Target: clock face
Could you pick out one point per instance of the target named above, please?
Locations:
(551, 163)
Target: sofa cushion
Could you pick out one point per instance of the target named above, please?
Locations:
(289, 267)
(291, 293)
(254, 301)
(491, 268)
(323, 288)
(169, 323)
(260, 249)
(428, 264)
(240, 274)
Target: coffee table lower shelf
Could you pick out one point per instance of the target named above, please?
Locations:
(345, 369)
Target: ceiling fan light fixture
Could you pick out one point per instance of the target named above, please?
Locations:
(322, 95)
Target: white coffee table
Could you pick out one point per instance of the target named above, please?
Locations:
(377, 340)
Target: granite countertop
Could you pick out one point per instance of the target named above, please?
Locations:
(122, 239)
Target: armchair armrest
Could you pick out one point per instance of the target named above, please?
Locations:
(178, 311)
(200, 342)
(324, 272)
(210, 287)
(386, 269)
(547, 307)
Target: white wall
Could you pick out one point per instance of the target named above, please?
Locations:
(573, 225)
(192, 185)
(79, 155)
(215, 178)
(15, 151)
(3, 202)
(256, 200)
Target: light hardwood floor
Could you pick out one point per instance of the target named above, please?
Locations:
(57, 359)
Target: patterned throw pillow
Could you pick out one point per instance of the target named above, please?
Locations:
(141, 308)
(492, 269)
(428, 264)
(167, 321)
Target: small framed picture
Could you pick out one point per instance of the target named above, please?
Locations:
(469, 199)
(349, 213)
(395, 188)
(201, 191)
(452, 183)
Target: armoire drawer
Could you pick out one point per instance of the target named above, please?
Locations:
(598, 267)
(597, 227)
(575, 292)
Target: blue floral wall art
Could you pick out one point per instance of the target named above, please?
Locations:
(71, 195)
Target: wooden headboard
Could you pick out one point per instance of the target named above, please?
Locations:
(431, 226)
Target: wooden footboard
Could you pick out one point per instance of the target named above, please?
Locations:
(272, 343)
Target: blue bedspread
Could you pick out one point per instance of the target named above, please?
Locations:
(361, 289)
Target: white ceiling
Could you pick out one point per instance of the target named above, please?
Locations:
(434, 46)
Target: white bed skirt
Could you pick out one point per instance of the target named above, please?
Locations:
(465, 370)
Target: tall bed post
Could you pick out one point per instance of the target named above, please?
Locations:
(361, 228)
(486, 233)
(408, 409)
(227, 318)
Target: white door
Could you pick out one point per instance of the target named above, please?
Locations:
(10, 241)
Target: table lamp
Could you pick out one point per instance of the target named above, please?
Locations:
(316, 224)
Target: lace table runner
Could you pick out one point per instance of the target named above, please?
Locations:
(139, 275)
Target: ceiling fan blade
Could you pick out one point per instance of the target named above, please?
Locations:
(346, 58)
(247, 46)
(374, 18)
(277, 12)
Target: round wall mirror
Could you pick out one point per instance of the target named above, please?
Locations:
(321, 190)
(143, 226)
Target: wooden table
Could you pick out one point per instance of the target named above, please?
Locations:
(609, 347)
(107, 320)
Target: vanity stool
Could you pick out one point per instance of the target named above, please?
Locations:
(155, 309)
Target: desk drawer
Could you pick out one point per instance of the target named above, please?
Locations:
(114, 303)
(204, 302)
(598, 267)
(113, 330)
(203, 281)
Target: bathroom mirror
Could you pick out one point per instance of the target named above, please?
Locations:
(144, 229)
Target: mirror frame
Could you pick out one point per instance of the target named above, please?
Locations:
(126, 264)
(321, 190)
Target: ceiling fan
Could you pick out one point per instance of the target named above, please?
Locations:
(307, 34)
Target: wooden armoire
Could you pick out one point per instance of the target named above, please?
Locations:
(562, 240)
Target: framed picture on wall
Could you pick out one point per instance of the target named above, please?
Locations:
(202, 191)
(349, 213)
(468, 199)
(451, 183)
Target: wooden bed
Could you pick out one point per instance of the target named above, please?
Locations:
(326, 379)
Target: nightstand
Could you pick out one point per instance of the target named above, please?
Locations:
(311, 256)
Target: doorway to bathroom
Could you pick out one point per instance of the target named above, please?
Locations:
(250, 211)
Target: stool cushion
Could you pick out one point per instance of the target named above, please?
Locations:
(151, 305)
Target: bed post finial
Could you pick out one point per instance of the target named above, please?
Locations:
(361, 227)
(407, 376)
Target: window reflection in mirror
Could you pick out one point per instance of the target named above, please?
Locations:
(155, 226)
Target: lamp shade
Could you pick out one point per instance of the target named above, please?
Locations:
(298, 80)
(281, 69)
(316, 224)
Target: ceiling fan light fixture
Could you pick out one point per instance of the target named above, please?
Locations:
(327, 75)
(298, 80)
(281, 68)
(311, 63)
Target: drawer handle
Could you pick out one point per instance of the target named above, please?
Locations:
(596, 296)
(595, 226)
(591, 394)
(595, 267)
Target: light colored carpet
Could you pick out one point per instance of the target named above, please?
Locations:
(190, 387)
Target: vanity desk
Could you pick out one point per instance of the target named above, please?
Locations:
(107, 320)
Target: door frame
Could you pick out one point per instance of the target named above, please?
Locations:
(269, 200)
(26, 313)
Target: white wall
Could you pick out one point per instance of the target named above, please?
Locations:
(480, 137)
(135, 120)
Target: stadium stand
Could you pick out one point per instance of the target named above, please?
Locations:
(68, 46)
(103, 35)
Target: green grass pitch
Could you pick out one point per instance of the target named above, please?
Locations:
※ ※ ※
Tally up the lines in the preceding listing that contain the string "white". Respond with the number and nothing else.

> [Response to this exercise] 6